**INSTRUCTIONS FOR THE TASK**
Reproduce every one of the rows below word for word, keeping their order and punctuation unchanged.

Data rows
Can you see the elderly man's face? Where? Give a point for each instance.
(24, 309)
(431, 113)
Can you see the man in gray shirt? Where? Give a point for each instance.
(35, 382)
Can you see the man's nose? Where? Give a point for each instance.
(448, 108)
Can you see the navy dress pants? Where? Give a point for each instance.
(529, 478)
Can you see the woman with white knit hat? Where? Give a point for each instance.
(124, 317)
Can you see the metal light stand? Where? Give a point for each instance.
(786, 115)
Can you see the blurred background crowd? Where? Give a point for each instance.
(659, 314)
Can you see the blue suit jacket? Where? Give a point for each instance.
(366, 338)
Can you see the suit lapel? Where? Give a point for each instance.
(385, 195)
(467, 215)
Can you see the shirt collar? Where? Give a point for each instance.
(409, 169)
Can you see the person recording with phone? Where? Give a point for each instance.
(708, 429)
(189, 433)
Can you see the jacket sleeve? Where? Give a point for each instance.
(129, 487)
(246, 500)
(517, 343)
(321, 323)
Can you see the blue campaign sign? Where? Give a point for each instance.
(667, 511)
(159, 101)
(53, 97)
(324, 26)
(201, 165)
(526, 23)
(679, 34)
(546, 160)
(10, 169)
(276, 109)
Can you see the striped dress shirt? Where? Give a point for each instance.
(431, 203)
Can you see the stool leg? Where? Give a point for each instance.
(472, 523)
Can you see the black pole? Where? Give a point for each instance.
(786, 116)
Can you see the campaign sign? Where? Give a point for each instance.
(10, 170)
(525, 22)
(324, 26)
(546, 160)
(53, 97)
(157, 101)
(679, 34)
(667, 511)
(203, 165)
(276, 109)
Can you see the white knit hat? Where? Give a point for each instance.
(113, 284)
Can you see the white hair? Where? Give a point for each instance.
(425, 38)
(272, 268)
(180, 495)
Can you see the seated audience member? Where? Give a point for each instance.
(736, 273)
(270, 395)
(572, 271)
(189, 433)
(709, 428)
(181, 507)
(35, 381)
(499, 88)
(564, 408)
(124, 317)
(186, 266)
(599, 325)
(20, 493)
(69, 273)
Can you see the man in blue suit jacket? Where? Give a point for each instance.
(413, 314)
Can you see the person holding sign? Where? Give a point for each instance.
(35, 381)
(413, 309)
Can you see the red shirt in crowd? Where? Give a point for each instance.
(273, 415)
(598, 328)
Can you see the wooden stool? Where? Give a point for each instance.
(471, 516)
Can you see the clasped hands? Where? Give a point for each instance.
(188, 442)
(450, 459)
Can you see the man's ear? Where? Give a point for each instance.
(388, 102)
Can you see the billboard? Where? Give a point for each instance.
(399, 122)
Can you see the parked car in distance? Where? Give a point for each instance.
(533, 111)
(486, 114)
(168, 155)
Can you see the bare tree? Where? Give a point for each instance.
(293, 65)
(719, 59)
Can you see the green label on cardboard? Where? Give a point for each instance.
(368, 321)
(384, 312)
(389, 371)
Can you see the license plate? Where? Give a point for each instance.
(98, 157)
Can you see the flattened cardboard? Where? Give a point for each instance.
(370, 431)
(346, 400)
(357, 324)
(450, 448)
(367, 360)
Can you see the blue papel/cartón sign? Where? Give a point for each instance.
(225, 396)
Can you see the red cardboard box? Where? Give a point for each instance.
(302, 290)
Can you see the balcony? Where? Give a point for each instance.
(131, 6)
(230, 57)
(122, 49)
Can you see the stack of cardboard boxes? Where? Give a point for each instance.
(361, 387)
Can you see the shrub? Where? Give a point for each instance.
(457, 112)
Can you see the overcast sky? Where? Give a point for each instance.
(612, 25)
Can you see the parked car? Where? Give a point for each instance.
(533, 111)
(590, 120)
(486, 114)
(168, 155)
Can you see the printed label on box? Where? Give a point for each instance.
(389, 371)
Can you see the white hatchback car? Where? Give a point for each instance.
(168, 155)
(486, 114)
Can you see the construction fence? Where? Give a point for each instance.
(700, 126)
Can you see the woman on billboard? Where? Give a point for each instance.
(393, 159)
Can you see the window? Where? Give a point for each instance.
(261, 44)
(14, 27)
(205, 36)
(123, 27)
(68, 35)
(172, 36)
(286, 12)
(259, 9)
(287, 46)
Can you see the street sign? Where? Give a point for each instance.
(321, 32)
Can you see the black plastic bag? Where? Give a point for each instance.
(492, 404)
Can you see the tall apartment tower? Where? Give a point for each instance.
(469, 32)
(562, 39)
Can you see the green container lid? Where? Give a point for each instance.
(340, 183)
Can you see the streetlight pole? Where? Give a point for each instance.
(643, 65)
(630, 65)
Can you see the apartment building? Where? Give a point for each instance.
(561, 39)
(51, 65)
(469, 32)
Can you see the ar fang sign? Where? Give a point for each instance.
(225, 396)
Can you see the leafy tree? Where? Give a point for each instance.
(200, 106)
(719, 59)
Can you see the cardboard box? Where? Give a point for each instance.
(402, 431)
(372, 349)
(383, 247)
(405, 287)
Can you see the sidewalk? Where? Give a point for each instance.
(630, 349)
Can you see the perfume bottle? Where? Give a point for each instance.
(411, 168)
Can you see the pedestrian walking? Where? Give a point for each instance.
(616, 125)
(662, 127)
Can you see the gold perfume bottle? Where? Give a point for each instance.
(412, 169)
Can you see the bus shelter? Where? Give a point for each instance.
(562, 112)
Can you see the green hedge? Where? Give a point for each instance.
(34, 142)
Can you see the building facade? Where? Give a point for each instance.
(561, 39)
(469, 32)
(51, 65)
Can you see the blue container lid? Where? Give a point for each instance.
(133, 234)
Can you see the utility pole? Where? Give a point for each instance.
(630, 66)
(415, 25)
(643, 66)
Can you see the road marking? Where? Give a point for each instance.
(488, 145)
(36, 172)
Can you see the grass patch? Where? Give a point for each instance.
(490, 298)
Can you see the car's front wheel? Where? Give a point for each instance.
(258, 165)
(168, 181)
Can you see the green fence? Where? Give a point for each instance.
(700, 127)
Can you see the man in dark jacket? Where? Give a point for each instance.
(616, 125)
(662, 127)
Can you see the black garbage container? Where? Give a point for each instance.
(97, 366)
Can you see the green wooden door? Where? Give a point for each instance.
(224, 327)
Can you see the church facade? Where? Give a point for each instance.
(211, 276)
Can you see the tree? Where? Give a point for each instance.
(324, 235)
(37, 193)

**TASK SOLUTION**
Can you see the elderly man's face? Where? Give a point for each instance.
(24, 309)
(431, 113)
Can you see the man in gray shirt? Where? Give a point for each instance.
(35, 382)
Can you see the man's nose? Where? Give a point for each instance.
(448, 108)
Can you see the navy dress pants? Where? Give a point for each instance.
(529, 478)
Can you see the woman with white knit hat? Where? Give a point for each instance.
(124, 317)
Can you see the metal light stand? Where? Give a point for each instance.
(786, 115)
Can you see the blurred background crowd? Where? Give a point for each instance.
(659, 314)
Can you see the blue suit jacket? Where? Give a point for each instance.
(366, 338)
Can you see the suit lapel? Where? Give a point for each instance.
(385, 195)
(467, 215)
Can you see the shirt collar? Where? Give a point for each instance.
(409, 169)
Can you see the person recording with phone? Where? Give a point for each instance.
(708, 429)
(189, 433)
Can you see the jacket sleeve? Where? Give a point for each instance.
(129, 487)
(246, 500)
(517, 343)
(321, 323)
Can you see the blue campaign sign? Where? Give a point for each instance.
(667, 511)
(159, 101)
(53, 97)
(324, 26)
(201, 165)
(526, 23)
(679, 34)
(546, 160)
(10, 169)
(276, 109)
Can you see the striped dress shirt? Where? Give a point for each instance.
(431, 203)
Can you see the stool leg? Where? Give a point for each instance.
(472, 523)
Can you see the black pole? Where? Give a point for each instance.
(786, 116)
Can you see the campaign sign? Where? Give a point for each instance.
(10, 170)
(525, 22)
(324, 26)
(546, 160)
(53, 97)
(157, 101)
(679, 34)
(667, 511)
(203, 165)
(276, 109)
Can you see the white knit hat? Where? Give a point for each instance.
(113, 284)
Can you see the white hair? Where? Give a point for each instance.
(425, 38)
(272, 268)
(180, 495)
Can you see the seated audience member? Where? Give a point for each instance.
(736, 273)
(270, 395)
(572, 271)
(189, 433)
(709, 428)
(181, 507)
(35, 381)
(499, 88)
(564, 408)
(124, 317)
(186, 266)
(599, 325)
(20, 493)
(69, 273)
Can you see the man in blue suit jacket? Where? Give a point for each instance.
(413, 314)
Can you see the person holding sign? Where? Give a point for each instance.
(35, 381)
(413, 309)
Can you see the red shirt in crowd? Where? Give a point for each instance.
(273, 415)
(598, 328)
Can you see the wooden stool? Where? Give a point for each instance.
(471, 516)
Can you see the clasped hands? Where? Give a point for each instance.
(188, 442)
(450, 459)
Can you see the man's ear? Where? Give a point for each instance.
(388, 102)
Can you see the billboard? Where? Give a point for each instance.
(399, 122)
Can you see the parked car in distance? Where? Give a point for each instance.
(533, 111)
(486, 114)
(168, 155)
Can you see the bare tree? Where? Give a point for each instance.
(293, 65)
(719, 59)
Can you see the green label on cardboard? Where? Give a point for each instance.
(368, 321)
(384, 312)
(389, 371)
Can you see the license plate? Where? Give a point for each instance.
(98, 157)
Can you see the flattened cardboard? Where? Give a point for each instance.
(370, 431)
(346, 400)
(357, 324)
(450, 448)
(367, 360)
Can you see the blue papel/cartón sign? Where? Give a point for each instance.
(225, 396)
Can you see the red cardboard box? Where? Give a point for each instance.
(302, 290)
Can you see the balcony? Where? Give a point for each instance.
(131, 6)
(230, 57)
(122, 49)
Can you see the stack of cardboard boxes? Where? Give a point for each instance.
(361, 387)
Can you see the shrub? Where? Give a point for each instance.
(457, 112)
Can you see the overcast sky? Where? Give a point for each instance.
(612, 25)
Can you see the parked car? Where? Give a point for each instance.
(533, 111)
(590, 120)
(486, 114)
(168, 155)
Can you see the printed label on box? Where? Give a point for each instance.
(389, 371)
Can you see the white hatchback car? Where? Give a point for each instance.
(168, 155)
(486, 114)
Can you see the construction fence? Where? Give a point for each instance.
(700, 126)
Can you see the woman on billboard? Where? Give a point for each instance.
(393, 159)
Can you see the window? Where? Give a point for each instance.
(261, 44)
(14, 27)
(205, 36)
(123, 27)
(68, 35)
(172, 36)
(286, 12)
(259, 9)
(287, 46)
Can you see the street sign? Where? Give a point for each instance.
(321, 32)
Can you see the black plastic bag? Where? Give a point for each instance.
(492, 404)
Can you see the tall apartment tower? Where? Give a point for each instance.
(469, 32)
(562, 39)
Can you see the green container lid? Where? Give a point for each instance.
(340, 183)
Can you see the streetlight pole? Where? Give a point for each instance.
(643, 65)
(630, 65)
Can you see the apartment building? Where? Give a point for each instance.
(561, 39)
(51, 65)
(469, 32)
Can you see the ar fang sign? Where? Give a point for each instance.
(225, 396)
Can you see the leafy tree? Where? Give a point for each instance.
(200, 106)
(719, 59)
Can you see the cardboard box? Where? Give a point for each instance.
(402, 431)
(372, 349)
(383, 247)
(405, 287)
Can you see the sidewalk? Where? Give a point for each instance.
(630, 349)
Can you see the perfume bottle? Where? Give a point for each instance.
(411, 168)
Can you see the pedestrian walking? Where? Give a point for each instance.
(616, 125)
(662, 127)
Can you see the gold perfume bottle? Where? Give a point for each instance.
(412, 169)
Can you see the bus shelter? Where? Give a point for each instance.
(562, 112)
Can you see the green hedge? Where? Give a point for each instance.
(34, 142)
Can you see the building facade? Where? Give a point for each instance.
(561, 39)
(469, 32)
(51, 65)
Can you see the blue container lid? Where? Give a point for each instance.
(133, 234)
Can you see the utility pole? Where? Give a point for each instance.
(630, 66)
(415, 25)
(643, 66)
Can you see the road marking? Where? Give a point for each instance.
(488, 145)
(36, 172)
Can you see the grass patch? Where? Give a point for each instance.
(490, 298)
Can you see the car's front wheel? Where? Give a point for each instance.
(258, 165)
(168, 181)
Can you see the green fence? Where? Give a point for each instance.
(700, 127)
Can you see the man in dark jacket? Where? Give a point for each instance.
(616, 125)
(662, 127)
Can you see the black garbage container? Where? Give a point for each instance.
(97, 366)
Can you see the green wooden door? Where? Give a point for each instance.
(224, 327)
Can you see the church facade? Where? Give a point for each instance.
(211, 276)
Can you see the tree? Where? Give a point for each instance.
(324, 235)
(37, 193)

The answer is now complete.